What you are asked to do: Pick out every line in the items below that contains the word "small", and copy each one.

Provided data:
══════

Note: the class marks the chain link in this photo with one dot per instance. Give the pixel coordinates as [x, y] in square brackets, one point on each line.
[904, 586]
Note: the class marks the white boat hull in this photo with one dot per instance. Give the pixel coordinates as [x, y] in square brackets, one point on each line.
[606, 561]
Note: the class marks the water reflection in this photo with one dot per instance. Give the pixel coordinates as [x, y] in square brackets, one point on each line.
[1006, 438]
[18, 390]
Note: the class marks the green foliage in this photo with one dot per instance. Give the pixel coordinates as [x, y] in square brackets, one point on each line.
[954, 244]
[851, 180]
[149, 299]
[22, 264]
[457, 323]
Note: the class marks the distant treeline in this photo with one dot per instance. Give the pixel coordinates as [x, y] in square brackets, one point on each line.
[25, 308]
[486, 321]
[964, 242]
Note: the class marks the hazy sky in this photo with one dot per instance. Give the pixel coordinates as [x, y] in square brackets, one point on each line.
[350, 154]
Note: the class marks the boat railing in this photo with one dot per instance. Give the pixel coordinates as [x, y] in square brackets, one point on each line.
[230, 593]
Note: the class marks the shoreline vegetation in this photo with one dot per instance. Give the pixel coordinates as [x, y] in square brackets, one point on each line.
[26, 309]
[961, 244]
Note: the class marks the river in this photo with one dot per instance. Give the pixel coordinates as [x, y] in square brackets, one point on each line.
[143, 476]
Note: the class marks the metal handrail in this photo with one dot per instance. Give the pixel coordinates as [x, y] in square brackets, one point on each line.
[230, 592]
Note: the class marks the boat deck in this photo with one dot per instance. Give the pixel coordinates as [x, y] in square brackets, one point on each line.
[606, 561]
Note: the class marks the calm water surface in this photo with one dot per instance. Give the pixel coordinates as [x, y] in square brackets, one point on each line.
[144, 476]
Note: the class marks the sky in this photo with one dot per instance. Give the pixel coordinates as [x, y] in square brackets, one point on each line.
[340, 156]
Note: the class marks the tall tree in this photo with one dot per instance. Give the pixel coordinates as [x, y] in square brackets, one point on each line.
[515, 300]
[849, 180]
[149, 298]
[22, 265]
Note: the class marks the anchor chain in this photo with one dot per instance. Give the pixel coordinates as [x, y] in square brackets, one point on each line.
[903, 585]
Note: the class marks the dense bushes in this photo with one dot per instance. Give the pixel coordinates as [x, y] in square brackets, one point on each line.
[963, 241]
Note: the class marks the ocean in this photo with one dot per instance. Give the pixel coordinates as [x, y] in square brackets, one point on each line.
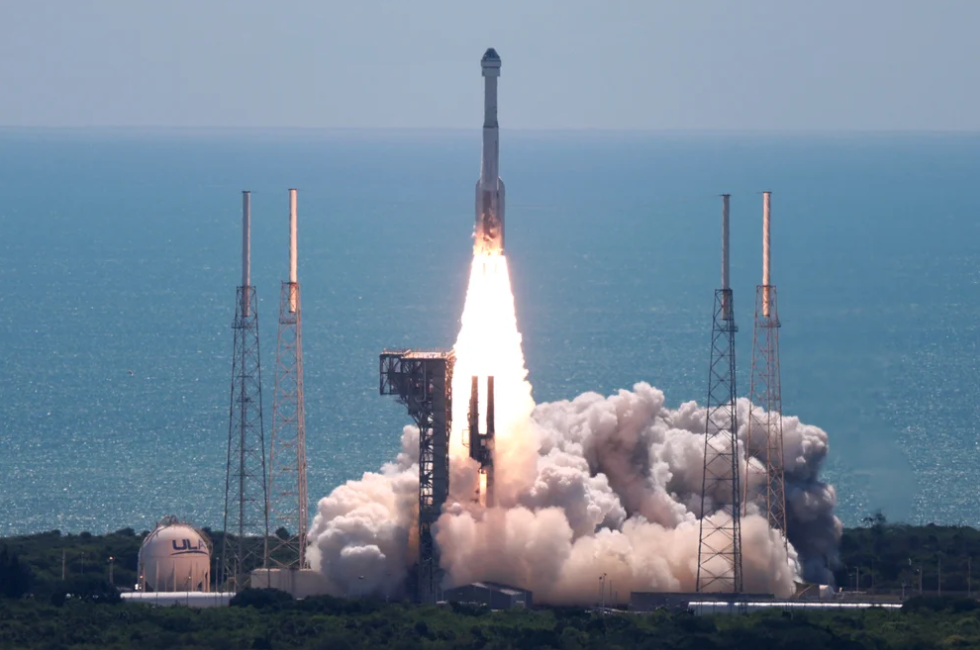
[120, 253]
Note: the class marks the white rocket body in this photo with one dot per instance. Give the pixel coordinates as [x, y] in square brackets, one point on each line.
[489, 228]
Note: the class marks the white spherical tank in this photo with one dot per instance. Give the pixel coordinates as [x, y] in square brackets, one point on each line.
[175, 557]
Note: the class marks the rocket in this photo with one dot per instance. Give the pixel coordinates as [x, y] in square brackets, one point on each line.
[489, 228]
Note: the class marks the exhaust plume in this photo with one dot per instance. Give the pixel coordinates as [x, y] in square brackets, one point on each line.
[598, 484]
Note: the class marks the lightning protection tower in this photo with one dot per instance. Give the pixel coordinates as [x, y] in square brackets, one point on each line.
[245, 544]
[720, 542]
[287, 461]
[765, 426]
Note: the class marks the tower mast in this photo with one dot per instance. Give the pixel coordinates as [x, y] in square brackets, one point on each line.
[765, 425]
[287, 477]
[720, 540]
[246, 520]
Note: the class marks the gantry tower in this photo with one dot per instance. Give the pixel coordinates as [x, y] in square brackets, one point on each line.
[288, 502]
[246, 521]
[720, 540]
[765, 426]
[423, 381]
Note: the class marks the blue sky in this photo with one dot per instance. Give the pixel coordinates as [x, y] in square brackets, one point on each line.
[754, 65]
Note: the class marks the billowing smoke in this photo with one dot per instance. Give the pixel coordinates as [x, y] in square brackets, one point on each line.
[596, 485]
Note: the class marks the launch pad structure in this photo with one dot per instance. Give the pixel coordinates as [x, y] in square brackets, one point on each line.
[246, 496]
[720, 538]
[422, 381]
[766, 407]
[288, 503]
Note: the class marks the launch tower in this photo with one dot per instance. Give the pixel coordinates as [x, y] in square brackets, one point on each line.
[720, 543]
[287, 461]
[423, 381]
[765, 426]
[246, 495]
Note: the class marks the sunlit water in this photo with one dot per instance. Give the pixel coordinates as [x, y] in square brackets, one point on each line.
[119, 257]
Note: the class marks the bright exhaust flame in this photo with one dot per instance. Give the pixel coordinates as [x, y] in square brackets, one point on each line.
[489, 344]
[599, 485]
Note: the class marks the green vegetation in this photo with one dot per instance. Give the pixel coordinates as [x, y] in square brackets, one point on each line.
[884, 555]
[39, 609]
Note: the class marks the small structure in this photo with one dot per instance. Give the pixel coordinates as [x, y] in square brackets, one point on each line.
[299, 583]
[490, 594]
[175, 557]
[648, 601]
[196, 599]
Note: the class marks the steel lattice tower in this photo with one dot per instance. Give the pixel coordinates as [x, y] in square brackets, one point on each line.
[246, 497]
[287, 461]
[766, 407]
[423, 382]
[720, 541]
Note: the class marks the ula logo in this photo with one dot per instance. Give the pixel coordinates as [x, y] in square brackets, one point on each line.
[186, 546]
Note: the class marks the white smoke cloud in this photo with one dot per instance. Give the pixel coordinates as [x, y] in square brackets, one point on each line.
[616, 490]
[596, 485]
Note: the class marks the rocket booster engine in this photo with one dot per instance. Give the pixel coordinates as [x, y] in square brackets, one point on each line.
[489, 229]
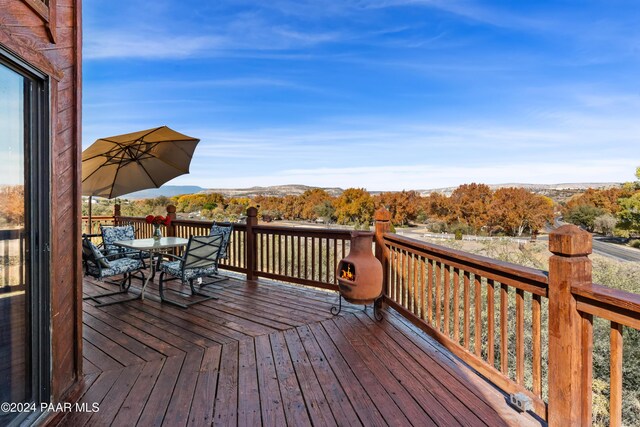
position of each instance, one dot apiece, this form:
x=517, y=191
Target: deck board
x=271, y=354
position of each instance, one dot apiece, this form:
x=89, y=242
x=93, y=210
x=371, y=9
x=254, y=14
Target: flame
x=347, y=274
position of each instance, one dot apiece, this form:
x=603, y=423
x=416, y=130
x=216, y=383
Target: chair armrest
x=176, y=257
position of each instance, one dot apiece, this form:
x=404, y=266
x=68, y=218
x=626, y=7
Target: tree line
x=472, y=208
x=610, y=211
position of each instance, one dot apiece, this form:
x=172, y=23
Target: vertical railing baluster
x=430, y=290
x=491, y=322
x=438, y=279
x=520, y=336
x=478, y=314
x=615, y=391
x=456, y=304
x=536, y=336
x=504, y=330
x=587, y=369
x=447, y=300
x=467, y=309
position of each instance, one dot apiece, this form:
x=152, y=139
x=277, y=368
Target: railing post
x=171, y=213
x=382, y=225
x=250, y=243
x=568, y=266
x=116, y=214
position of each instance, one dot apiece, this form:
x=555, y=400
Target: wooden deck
x=272, y=354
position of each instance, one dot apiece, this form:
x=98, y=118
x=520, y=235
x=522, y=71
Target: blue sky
x=380, y=94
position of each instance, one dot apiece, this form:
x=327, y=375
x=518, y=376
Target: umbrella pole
x=89, y=225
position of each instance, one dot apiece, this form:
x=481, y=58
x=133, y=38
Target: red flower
x=157, y=220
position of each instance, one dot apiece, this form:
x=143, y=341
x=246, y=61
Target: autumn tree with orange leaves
x=355, y=205
x=516, y=210
x=404, y=206
x=469, y=204
x=12, y=206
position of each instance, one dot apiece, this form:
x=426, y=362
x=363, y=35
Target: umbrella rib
x=138, y=150
x=115, y=176
x=147, y=172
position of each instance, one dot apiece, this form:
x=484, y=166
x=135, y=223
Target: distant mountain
x=274, y=190
x=557, y=192
x=165, y=190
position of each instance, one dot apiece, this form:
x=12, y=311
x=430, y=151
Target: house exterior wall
x=54, y=47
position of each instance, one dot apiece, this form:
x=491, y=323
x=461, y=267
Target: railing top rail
x=333, y=232
x=96, y=217
x=11, y=234
x=609, y=304
x=538, y=278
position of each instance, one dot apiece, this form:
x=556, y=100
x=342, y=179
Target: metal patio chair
x=102, y=267
x=200, y=260
x=226, y=231
x=112, y=234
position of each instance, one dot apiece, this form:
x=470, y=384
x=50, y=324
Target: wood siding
x=30, y=35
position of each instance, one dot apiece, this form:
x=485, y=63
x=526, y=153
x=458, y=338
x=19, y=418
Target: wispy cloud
x=427, y=175
x=126, y=44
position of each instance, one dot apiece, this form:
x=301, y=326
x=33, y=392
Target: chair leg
x=124, y=286
x=178, y=303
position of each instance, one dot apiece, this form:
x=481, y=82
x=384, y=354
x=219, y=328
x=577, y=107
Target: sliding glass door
x=24, y=237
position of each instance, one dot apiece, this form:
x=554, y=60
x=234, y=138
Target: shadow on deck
x=272, y=354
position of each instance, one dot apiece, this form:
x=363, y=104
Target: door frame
x=37, y=156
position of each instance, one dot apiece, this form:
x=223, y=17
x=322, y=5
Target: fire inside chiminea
x=348, y=271
x=360, y=273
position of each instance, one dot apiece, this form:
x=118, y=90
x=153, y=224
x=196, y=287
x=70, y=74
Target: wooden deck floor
x=272, y=354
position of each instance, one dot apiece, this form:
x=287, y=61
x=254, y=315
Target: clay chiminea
x=360, y=273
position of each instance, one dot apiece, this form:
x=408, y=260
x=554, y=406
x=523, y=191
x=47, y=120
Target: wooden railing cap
x=570, y=240
x=383, y=214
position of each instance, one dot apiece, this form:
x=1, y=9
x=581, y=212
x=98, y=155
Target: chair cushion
x=117, y=266
x=225, y=230
x=175, y=268
x=92, y=253
x=114, y=234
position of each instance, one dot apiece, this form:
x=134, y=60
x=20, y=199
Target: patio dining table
x=153, y=247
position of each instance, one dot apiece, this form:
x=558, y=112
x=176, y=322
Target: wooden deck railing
x=307, y=256
x=466, y=302
x=12, y=266
x=621, y=309
x=528, y=331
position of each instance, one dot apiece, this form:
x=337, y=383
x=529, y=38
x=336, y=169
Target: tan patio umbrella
x=122, y=164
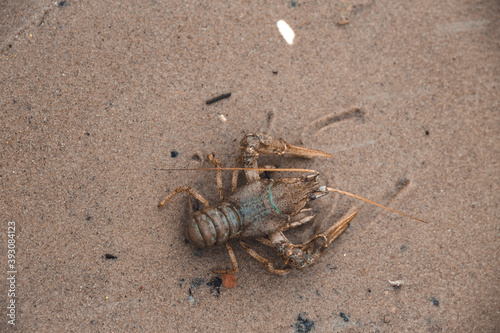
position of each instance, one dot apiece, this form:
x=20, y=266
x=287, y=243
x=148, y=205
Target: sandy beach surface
x=97, y=96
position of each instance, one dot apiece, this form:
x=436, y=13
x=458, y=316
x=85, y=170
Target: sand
x=98, y=95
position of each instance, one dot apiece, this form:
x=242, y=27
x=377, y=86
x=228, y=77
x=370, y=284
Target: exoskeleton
x=263, y=208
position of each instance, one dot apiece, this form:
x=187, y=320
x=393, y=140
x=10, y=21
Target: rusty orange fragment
x=229, y=280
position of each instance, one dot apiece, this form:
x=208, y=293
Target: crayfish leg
x=304, y=255
x=264, y=261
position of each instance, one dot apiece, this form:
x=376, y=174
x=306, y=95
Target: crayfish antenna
x=373, y=203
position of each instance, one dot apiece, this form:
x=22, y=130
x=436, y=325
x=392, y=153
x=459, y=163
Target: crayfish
x=264, y=209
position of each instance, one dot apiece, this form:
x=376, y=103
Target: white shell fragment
x=397, y=283
x=286, y=31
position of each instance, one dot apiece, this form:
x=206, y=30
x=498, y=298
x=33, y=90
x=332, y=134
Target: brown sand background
x=97, y=94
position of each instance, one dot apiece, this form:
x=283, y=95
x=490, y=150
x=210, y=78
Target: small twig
x=218, y=98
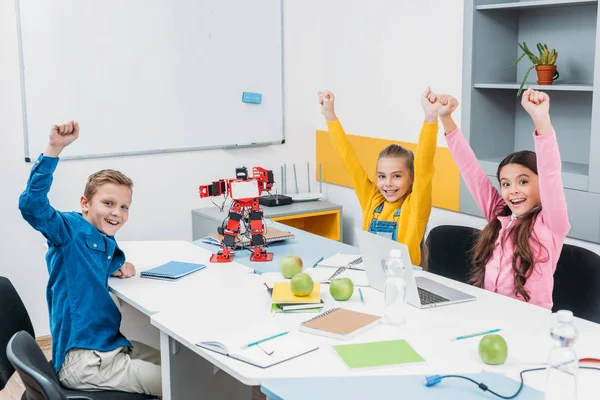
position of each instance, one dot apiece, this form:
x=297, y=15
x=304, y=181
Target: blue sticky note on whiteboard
x=250, y=97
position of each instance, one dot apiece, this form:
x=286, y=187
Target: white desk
x=198, y=308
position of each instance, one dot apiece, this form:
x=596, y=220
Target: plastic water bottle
x=395, y=290
x=563, y=363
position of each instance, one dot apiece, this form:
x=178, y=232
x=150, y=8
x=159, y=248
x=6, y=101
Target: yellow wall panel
x=445, y=181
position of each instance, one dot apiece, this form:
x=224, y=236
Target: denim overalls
x=385, y=228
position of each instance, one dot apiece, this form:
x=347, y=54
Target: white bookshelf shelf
x=523, y=5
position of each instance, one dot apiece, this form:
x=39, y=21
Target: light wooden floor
x=14, y=389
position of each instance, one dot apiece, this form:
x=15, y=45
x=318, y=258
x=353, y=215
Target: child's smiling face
x=520, y=189
x=108, y=209
x=394, y=179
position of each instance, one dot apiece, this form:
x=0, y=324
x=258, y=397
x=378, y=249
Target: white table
x=198, y=308
x=524, y=326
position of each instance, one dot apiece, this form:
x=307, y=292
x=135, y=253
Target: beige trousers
x=129, y=370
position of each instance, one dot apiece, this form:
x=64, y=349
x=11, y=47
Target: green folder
x=378, y=354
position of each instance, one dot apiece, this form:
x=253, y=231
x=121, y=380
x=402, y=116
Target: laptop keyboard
x=429, y=298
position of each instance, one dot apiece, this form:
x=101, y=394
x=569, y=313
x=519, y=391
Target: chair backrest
x=577, y=283
x=36, y=373
x=447, y=251
x=13, y=318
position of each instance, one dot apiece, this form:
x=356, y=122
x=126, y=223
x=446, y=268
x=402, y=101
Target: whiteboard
x=149, y=76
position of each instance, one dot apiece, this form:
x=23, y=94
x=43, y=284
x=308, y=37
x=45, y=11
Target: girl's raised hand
x=430, y=105
x=448, y=105
x=327, y=100
x=537, y=105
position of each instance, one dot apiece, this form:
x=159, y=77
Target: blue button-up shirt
x=80, y=259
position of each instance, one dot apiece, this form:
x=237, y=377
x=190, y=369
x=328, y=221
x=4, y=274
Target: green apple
x=493, y=349
x=290, y=266
x=302, y=284
x=341, y=289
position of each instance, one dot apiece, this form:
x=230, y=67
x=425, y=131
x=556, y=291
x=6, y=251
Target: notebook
x=264, y=354
x=172, y=271
x=276, y=308
x=282, y=294
x=352, y=261
x=302, y=306
x=377, y=354
x=340, y=323
x=271, y=235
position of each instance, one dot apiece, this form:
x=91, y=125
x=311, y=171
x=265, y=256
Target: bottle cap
x=395, y=253
x=564, y=316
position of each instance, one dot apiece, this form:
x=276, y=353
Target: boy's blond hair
x=103, y=177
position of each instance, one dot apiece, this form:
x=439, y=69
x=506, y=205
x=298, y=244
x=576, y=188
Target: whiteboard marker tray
x=309, y=196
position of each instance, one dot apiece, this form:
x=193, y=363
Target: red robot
x=245, y=209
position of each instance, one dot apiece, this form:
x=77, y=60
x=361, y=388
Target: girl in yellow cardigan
x=398, y=204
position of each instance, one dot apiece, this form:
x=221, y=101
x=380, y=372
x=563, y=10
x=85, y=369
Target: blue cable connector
x=432, y=380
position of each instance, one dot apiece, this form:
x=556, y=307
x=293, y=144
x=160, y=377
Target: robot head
x=241, y=173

══════

Result:
Note: the class marks the small structure in this photo with one dot per instance. Give the pixel coordinates as [x, y] in square brackets, one point on each line.
Target: small twig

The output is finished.